(Natural language region descriptions)
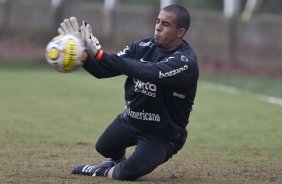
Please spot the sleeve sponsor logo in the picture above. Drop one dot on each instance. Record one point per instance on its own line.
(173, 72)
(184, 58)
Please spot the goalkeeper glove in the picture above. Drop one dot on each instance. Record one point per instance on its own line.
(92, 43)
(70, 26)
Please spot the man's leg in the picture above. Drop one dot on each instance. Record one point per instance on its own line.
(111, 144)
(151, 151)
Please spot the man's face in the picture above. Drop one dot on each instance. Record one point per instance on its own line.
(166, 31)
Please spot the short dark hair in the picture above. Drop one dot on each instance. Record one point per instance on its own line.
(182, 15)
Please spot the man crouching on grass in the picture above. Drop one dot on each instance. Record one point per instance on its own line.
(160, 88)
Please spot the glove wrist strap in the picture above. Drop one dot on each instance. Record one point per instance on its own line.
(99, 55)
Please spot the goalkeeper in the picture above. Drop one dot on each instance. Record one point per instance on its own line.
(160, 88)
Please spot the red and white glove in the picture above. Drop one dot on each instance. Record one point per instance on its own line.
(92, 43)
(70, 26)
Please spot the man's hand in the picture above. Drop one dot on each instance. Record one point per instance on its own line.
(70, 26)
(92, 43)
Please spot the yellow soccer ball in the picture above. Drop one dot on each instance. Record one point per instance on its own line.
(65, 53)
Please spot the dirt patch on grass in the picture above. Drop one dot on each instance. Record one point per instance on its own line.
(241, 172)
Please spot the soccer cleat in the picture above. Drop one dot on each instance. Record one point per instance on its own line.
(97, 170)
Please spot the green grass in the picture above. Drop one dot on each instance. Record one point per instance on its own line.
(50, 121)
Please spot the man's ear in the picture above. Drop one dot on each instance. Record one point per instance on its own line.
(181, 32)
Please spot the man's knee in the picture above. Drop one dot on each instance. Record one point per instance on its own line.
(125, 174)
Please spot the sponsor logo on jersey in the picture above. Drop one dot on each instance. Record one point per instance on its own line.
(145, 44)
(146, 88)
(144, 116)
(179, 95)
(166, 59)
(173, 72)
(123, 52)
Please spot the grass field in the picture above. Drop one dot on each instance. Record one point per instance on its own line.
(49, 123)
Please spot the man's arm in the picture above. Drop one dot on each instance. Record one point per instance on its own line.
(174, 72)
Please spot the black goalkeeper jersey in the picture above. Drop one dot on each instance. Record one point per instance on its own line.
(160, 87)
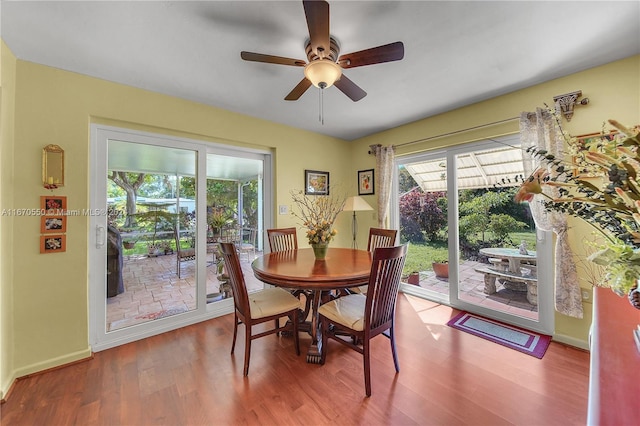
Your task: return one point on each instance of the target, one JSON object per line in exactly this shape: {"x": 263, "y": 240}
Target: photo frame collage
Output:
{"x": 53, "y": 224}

==

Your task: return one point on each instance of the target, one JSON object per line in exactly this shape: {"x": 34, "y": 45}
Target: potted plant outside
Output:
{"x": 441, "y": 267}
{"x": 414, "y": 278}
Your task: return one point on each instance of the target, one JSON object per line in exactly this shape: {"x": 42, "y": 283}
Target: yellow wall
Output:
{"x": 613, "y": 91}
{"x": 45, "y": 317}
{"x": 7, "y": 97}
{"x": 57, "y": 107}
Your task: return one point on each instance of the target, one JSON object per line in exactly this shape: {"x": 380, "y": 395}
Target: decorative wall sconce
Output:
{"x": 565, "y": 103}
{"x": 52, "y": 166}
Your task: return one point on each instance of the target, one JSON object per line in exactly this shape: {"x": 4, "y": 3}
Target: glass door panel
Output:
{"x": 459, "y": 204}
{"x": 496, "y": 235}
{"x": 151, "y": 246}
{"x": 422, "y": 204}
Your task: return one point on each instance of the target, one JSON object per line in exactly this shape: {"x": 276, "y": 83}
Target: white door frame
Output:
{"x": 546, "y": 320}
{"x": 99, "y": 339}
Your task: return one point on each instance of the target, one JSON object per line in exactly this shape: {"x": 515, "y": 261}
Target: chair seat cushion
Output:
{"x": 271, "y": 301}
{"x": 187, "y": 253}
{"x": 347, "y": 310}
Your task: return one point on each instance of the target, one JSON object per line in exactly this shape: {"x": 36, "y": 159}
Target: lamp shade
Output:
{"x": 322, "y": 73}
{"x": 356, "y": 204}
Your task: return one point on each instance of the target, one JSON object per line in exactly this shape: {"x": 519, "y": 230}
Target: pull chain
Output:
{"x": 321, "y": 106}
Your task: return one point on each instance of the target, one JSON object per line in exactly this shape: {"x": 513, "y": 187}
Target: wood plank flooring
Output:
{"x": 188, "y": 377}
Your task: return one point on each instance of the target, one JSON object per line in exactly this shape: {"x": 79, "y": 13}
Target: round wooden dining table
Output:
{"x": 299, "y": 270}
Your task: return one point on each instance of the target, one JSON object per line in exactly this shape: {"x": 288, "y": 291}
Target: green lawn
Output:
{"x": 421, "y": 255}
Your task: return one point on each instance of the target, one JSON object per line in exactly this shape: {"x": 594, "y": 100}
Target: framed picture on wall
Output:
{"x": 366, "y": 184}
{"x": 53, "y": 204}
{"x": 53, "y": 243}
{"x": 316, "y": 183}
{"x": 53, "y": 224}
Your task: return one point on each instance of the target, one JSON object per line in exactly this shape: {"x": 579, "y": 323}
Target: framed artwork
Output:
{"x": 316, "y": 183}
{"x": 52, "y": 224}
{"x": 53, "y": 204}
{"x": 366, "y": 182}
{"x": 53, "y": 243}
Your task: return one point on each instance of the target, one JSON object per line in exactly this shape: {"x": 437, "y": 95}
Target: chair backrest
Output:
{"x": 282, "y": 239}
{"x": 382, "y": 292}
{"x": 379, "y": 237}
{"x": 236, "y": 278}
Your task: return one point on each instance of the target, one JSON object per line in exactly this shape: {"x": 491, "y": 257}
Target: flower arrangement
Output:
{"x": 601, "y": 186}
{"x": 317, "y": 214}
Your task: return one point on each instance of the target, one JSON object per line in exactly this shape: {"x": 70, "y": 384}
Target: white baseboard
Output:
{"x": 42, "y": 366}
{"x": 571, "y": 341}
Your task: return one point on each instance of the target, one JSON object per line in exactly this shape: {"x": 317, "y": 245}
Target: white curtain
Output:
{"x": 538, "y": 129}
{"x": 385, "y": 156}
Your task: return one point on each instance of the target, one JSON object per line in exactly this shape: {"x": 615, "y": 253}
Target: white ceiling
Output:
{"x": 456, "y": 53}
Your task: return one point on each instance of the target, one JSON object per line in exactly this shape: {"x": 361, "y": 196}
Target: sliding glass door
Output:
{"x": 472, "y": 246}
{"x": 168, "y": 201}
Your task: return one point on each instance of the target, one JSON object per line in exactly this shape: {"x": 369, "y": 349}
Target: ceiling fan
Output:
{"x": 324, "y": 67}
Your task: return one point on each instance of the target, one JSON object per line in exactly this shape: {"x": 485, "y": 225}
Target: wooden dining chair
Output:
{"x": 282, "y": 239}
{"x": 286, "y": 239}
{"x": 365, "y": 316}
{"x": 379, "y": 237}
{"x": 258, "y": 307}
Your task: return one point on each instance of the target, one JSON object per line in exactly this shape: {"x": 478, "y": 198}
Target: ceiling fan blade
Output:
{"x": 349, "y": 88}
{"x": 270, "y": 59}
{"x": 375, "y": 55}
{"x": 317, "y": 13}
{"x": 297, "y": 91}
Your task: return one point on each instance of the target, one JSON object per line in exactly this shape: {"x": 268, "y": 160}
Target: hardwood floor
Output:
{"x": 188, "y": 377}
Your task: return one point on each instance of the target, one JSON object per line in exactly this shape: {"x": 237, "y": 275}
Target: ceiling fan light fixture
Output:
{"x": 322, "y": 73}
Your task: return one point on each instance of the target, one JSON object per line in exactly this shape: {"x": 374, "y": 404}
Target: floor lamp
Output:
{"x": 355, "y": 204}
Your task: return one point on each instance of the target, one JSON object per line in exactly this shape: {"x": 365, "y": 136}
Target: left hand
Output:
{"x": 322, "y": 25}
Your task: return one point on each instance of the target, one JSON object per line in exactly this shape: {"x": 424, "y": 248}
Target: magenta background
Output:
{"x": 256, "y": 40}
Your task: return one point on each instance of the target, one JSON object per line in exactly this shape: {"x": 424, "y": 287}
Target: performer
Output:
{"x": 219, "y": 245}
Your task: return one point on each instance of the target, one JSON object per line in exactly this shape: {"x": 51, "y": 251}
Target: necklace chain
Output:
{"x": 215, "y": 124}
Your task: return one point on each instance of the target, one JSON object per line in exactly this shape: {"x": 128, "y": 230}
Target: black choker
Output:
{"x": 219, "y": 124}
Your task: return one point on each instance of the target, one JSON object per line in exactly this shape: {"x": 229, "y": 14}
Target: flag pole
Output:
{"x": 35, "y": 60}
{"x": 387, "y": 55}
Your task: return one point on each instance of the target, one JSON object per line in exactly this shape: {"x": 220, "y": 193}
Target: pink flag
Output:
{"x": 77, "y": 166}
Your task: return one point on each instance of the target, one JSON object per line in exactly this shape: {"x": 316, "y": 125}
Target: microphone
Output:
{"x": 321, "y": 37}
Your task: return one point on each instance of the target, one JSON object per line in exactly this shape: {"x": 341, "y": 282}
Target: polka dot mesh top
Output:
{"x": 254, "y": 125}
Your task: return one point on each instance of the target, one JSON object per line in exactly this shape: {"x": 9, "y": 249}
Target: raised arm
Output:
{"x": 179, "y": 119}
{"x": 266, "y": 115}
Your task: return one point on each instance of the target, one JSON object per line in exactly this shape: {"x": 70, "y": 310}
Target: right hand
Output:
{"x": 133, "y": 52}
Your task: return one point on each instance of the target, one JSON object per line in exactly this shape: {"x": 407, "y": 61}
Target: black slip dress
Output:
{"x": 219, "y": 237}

Your objective
Reproduce each line of the records in which the string "glass" appears.

Exercise result
Target: glass door panel
Target: sliding glass door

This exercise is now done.